Begin Reading passage

There are three essential stages in the MM initialization process:

Activating paged memory management
Initializing the kernel's page tables in swapper_pg_dir.
Initializing the various MM-related kernel data.

Turning On Paging (i386)

The kernel code is loaded at physical address 0x100000 (1MB), which is then remapped to PAGE_OFFSET+0x100000 when paging is turned on. This is done using compiled-in page tables (in arch/i386/kernel/head.S) that map physical range 0-8MB to itself and to PAGE_OFFSET...PAGE_OFFSET+8MB. Then we jump to start_kernel() in init/main.c, which is located at PAGE_OFFSET+some_address. This is a bit tricky: it is critical that the code that turns on paging in head.S do so in such a way that the address space it is executing out of remains valid; hence the 0-4MB identity mapping. start_kernel() is not called until paging is turned on, and assumes it is running at PAGE_OFFSET+whatever. Thus the page tables in head.S must also map the addresses used by the kernel code for the jump to start_kernel() to succeed; hence the PAGE_OFFSET mapping.

End Reading passage

▶ _To-do list_:
A. According to the memory-management initialization passage, at what physical address is the kernel code loaded?
B. Carry the memory-management initialization passage forward from its last sentence.

Begin Given entries

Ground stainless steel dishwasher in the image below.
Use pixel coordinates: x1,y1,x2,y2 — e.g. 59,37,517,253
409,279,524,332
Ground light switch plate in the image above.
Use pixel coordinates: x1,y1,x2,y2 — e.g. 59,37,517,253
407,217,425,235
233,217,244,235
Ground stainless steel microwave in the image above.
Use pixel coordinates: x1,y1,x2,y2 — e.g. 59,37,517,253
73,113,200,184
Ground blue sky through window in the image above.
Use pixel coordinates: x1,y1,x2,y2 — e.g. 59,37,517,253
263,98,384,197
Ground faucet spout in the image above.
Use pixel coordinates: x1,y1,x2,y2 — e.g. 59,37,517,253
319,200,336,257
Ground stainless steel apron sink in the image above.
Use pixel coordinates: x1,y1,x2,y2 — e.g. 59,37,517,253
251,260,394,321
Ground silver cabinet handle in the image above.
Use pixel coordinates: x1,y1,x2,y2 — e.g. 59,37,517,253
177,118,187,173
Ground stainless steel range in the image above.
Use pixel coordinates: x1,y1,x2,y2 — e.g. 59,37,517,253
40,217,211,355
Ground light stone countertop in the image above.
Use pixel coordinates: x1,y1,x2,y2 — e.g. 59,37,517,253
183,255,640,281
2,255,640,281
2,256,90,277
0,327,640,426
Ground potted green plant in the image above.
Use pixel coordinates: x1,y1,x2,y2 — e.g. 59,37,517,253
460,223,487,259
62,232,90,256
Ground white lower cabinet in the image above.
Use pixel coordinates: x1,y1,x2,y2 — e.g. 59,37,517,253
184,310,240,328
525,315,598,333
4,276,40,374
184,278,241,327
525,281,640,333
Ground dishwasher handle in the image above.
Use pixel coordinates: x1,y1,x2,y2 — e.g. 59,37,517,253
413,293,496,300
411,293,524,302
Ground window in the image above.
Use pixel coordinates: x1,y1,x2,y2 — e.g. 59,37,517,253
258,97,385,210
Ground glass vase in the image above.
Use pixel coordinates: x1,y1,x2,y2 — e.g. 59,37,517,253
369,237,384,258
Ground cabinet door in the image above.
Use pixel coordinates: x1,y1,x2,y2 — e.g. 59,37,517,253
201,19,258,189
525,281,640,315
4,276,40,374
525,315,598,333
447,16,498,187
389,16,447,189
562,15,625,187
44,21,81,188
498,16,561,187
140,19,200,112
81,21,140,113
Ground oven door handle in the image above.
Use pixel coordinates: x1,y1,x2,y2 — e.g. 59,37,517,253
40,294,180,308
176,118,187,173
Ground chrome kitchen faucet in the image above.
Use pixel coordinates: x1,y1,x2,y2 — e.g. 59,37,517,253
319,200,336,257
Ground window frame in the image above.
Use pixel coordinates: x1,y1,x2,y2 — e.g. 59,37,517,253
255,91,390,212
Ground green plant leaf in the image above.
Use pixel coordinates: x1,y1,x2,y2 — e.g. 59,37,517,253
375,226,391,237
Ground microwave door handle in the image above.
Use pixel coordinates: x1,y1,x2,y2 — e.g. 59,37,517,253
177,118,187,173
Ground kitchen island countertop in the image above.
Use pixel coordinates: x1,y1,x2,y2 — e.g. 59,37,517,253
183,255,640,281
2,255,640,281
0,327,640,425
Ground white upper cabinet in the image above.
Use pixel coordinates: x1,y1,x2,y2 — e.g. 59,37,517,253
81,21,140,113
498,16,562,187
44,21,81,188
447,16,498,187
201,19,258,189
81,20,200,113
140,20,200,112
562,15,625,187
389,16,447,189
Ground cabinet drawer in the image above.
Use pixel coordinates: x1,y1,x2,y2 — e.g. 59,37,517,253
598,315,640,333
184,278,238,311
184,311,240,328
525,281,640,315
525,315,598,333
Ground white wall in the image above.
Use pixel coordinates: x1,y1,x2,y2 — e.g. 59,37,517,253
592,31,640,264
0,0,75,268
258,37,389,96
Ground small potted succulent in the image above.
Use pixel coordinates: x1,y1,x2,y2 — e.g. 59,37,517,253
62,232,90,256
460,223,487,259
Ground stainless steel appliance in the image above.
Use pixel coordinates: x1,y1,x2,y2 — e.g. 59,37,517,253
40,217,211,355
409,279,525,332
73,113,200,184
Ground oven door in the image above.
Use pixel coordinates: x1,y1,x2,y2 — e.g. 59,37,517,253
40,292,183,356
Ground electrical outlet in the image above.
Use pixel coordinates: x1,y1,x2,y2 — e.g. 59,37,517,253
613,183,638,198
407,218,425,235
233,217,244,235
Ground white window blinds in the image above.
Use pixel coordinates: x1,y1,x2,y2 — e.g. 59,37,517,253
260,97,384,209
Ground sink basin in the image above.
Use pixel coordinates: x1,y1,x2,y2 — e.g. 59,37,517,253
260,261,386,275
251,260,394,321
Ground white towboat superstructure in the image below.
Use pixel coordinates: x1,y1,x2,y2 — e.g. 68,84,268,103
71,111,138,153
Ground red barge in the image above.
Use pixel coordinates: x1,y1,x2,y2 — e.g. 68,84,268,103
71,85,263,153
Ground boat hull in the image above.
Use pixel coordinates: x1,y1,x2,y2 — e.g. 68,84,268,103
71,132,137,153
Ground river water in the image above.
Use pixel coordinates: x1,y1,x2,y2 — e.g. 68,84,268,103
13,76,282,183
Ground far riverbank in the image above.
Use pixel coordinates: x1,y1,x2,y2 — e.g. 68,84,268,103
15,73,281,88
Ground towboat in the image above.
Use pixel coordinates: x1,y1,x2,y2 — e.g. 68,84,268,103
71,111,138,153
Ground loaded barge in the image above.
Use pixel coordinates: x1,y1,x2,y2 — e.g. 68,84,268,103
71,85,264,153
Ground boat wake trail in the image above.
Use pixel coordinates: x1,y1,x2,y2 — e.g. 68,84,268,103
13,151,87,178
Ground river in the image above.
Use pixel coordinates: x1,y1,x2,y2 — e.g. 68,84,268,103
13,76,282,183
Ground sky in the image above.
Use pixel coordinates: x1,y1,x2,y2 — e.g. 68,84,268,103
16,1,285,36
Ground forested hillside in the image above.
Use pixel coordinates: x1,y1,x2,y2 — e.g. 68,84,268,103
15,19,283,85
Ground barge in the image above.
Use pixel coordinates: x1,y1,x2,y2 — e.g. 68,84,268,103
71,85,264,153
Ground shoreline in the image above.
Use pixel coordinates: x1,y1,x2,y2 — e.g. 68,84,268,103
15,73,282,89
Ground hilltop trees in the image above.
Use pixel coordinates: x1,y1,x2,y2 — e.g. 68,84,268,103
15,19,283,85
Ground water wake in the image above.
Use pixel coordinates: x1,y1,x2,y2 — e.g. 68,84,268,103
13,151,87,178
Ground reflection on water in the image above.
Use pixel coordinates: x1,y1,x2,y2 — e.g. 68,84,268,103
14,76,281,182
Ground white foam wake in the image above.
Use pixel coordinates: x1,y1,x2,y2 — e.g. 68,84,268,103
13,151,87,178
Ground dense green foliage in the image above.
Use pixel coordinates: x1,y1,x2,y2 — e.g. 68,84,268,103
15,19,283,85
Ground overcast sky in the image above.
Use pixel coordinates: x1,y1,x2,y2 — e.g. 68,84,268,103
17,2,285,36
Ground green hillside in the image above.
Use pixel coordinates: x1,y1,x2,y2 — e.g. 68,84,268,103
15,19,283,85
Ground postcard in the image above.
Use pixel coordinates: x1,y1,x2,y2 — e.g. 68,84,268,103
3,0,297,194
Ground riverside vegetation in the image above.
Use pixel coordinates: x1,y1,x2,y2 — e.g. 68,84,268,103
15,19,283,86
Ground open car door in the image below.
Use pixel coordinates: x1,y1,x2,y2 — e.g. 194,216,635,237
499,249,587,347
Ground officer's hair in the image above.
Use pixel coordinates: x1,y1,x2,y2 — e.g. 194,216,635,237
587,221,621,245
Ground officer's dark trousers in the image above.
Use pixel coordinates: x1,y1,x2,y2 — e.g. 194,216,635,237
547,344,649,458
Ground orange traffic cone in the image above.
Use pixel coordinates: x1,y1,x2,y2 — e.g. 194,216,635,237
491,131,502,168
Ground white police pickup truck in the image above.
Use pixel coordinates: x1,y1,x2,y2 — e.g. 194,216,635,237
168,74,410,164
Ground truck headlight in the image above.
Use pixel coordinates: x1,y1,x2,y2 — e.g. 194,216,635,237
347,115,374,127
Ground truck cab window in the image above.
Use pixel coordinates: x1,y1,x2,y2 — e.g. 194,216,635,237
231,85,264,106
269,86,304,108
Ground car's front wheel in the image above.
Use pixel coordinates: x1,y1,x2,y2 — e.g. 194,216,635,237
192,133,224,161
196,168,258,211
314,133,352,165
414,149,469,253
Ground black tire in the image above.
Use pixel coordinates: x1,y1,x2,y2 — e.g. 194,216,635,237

End Given entries

▶ _Responses to the exercise_:
A. 0x100000 (1MB)

B.
There is some magical code right after paging is enabled in head.S:

/*
 * Enable paging
 */
3:
	movl $swapper_pg_dir-__PAGE_OFFSET,%eax
	movl %eax,%cr3		/* set the page table pointer.. */
	movl %cr0,%eax
	orl $0x80000000,%eax
	movl %eax,%cr0		/* ..and set paging (PG) bit */
	jmp 1f			/* flush the prefetch-queue */
1:
	movl $1f,%eax
	jmp *%eax		/* make sure eip is relocated */
1:

The code between the two 1: labels loads the address of the second label 1: into EAX and jumps there. At this point the instruction pointer EIP is pointing to physical location 1MB+something. The labels are all in kernel virtual space (PAGE_OFFSET+something), so this code effectively relocates the instruction pointer from physical to virtual space.

The start_kernel() function initializes all kernel data and then starts the "init" kernel thread. One of the first things that happens in start_kernel() is a call to setup_arch(), an architecture-specific setup function which handles low-level initialization details. For x86 platforms, that function lives in arch/i386/kernel/setup.c.

The first memory-related thing setup_arch() does is compute the number of low-memory and high-memory pages available; the highest page numbers in each memory type get stored in the global variables highstart_pfn and highend_pfn, respectively. High memory is memory not directly mappable into kernel VM; this is discussed further below.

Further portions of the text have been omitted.